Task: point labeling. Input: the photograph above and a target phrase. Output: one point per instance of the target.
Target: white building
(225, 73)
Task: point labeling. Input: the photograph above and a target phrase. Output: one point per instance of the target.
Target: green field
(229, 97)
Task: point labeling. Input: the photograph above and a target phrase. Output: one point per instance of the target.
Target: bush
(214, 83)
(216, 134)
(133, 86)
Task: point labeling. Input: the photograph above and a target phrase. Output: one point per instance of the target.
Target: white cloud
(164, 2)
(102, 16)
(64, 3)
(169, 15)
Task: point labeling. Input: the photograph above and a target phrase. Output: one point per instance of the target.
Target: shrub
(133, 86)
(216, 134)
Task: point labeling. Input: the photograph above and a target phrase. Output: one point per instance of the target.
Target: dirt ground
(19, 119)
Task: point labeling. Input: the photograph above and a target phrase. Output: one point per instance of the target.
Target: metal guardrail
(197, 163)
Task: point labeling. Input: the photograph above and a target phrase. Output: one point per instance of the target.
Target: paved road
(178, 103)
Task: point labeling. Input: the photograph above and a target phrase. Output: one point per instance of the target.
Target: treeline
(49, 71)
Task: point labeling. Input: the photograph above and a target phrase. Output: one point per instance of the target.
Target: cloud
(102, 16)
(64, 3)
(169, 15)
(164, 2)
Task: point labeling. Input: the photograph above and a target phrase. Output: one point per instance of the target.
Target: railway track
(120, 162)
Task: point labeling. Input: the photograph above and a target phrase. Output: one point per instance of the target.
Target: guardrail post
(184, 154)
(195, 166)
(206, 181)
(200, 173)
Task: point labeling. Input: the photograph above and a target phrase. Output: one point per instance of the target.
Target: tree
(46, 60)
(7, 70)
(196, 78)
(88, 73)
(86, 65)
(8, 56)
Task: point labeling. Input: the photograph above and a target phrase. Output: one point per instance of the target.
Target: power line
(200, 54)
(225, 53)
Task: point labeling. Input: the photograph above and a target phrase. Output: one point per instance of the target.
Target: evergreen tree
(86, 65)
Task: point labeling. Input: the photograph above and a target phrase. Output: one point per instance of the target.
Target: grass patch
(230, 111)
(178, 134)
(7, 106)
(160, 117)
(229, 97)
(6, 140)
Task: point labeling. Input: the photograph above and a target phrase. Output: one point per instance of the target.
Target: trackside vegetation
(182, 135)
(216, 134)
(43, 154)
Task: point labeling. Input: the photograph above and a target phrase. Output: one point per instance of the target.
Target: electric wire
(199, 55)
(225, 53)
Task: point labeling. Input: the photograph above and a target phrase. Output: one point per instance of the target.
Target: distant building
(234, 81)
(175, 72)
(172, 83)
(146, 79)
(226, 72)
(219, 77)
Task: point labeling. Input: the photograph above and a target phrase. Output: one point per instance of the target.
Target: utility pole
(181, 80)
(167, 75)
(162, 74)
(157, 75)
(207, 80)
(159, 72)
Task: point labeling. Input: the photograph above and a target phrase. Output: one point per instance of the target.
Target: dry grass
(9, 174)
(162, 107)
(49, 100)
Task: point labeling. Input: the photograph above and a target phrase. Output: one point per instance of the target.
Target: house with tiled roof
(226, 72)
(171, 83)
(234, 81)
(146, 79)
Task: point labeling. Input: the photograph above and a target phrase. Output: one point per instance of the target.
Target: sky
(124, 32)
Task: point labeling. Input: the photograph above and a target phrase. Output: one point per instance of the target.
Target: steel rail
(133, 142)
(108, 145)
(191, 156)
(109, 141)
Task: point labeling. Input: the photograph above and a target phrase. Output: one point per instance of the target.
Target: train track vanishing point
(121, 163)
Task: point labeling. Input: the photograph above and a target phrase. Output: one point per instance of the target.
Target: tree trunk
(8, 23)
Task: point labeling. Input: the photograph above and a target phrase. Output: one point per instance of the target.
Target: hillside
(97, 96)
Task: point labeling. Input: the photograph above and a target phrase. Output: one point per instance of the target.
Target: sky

• **ABOUT THIS TASK**: All the data is to be copied over exactly as it stands.

• **TASK ANSWER**:
Task: point labeling. Input: the photograph above and a target phrase. Output: one point per instance of the target.
Target: white building
(225, 73)
Task: point labeling. Input: the photograph above and a target phrase. Output: one point per instance of the target.
Target: green field
(229, 97)
Task: point labeling. Input: the photograph above and a target phrase. Output: one point per instance of the target.
Target: bush
(214, 83)
(216, 134)
(133, 86)
Task: point labeling. Input: the photograph above and a target phrase. Output: one point per instance of the target.
Target: white cloud
(164, 2)
(102, 16)
(64, 3)
(169, 15)
Task: point labeling. Input: the photograph above and a target phrase. Output: one point per instance of the target.
Target: shrub
(133, 86)
(216, 134)
Task: point labeling. Input: the photograph above and a target phrase. Output: one point per instance of the target.
Target: dirt ground
(19, 119)
Task: point labeling. Input: the photograph above and a target phrase. Output: one point per instance of the target.
Target: metal guardrail
(197, 163)
Task: point labeling. Input: the photograph above and a target phrase. Output: one point per instance of the target.
Target: paved road
(178, 103)
Task: point labeling. Input: the photograph above and a target phrase. Output: one point per instance of the target.
Target: treeline
(49, 71)
Task: point labeling. Input: the photograph above and a target phrase. Output: one point per instance of the target.
Target: cloud
(102, 16)
(64, 3)
(169, 15)
(164, 2)
Task: point labeling. Input: the photograph above and a target phrase. Output: one point per instance of the target.
Target: railway track
(120, 162)
Task: point labeling. Input: the photograph above and a target phrase. Output: one point per instance of the target.
Target: guardrail post
(184, 154)
(195, 166)
(206, 181)
(200, 173)
Task: point labeling. Input: the photograph above and a target phrase. Output: one point per instance of the target.
Target: tree
(46, 60)
(7, 70)
(196, 78)
(88, 73)
(86, 65)
(8, 56)
Task: point labeling. Input: the photograph above and a target phrase. Output: one point per instance of the target.
Target: power line
(200, 54)
(225, 53)
Task: point labeling. Input: the photograph above and a target phrase. Output: one point per instance of the target.
Target: evergreen tree
(86, 65)
Task: point labeling. Input: the photograph above and a target phrase. Output: one point per instance of the target.
Target: grass patch
(230, 111)
(178, 134)
(7, 106)
(160, 117)
(229, 97)
(6, 140)
Task: point labeling. Input: the photograph above and a target phrase. Output: one point per instance of the target.
Target: trackside vegetation
(182, 135)
(216, 134)
(43, 154)
Task: point labeling. Input: the photograph above and a target phrase. Output: one point per instance of the target.
Target: electric wire
(199, 55)
(225, 53)
Task: point labeling. Input: the photograph above and a target phrase. Output: one point per instance of the target.
Target: distant building
(234, 81)
(175, 72)
(172, 83)
(146, 79)
(226, 72)
(219, 77)
Task: point labeling. Input: the photograph above and a target phrase. Output: one point per instance of the target.
Target: utility pole
(181, 80)
(167, 75)
(162, 74)
(157, 75)
(207, 80)
(159, 72)
Task: point labeling. Input: the photograph above and a target phrase. Output: one point per instance of the target.
Target: dry grass
(9, 174)
(162, 107)
(49, 100)
Task: point labeling. Input: the photograph above and a target phrase. Output: one point per instance of the target.
Target: house with tiled roof
(226, 72)
(171, 83)
(234, 81)
(146, 79)
Task: point labeling. Input: the photograph above and a target phrase. Output: one point per instance of the target.
Target: sky
(124, 32)
Task: point labeling. Input: the photograph above and a target phrase. Output: one point per instance of the target.
Target: steel rail
(133, 142)
(108, 145)
(191, 156)
(109, 141)
Task: point labeling. Input: the photograph above and a target phrase. Output: one point per instance of the target.
Target: train track vanishing point
(121, 163)
Task: point labeling. Input: the photograph above and a target phrase. Output: one point per instance of the target.
Target: tree trunk
(8, 23)
Task: point labeling. Input: the photograph above and a target phrase. Output: one point per instance of the target.
Target: hillside
(97, 96)
Task: point labeling. Input: the photograph above and a target phrase. Output: one point per instance of the target.
Target: sky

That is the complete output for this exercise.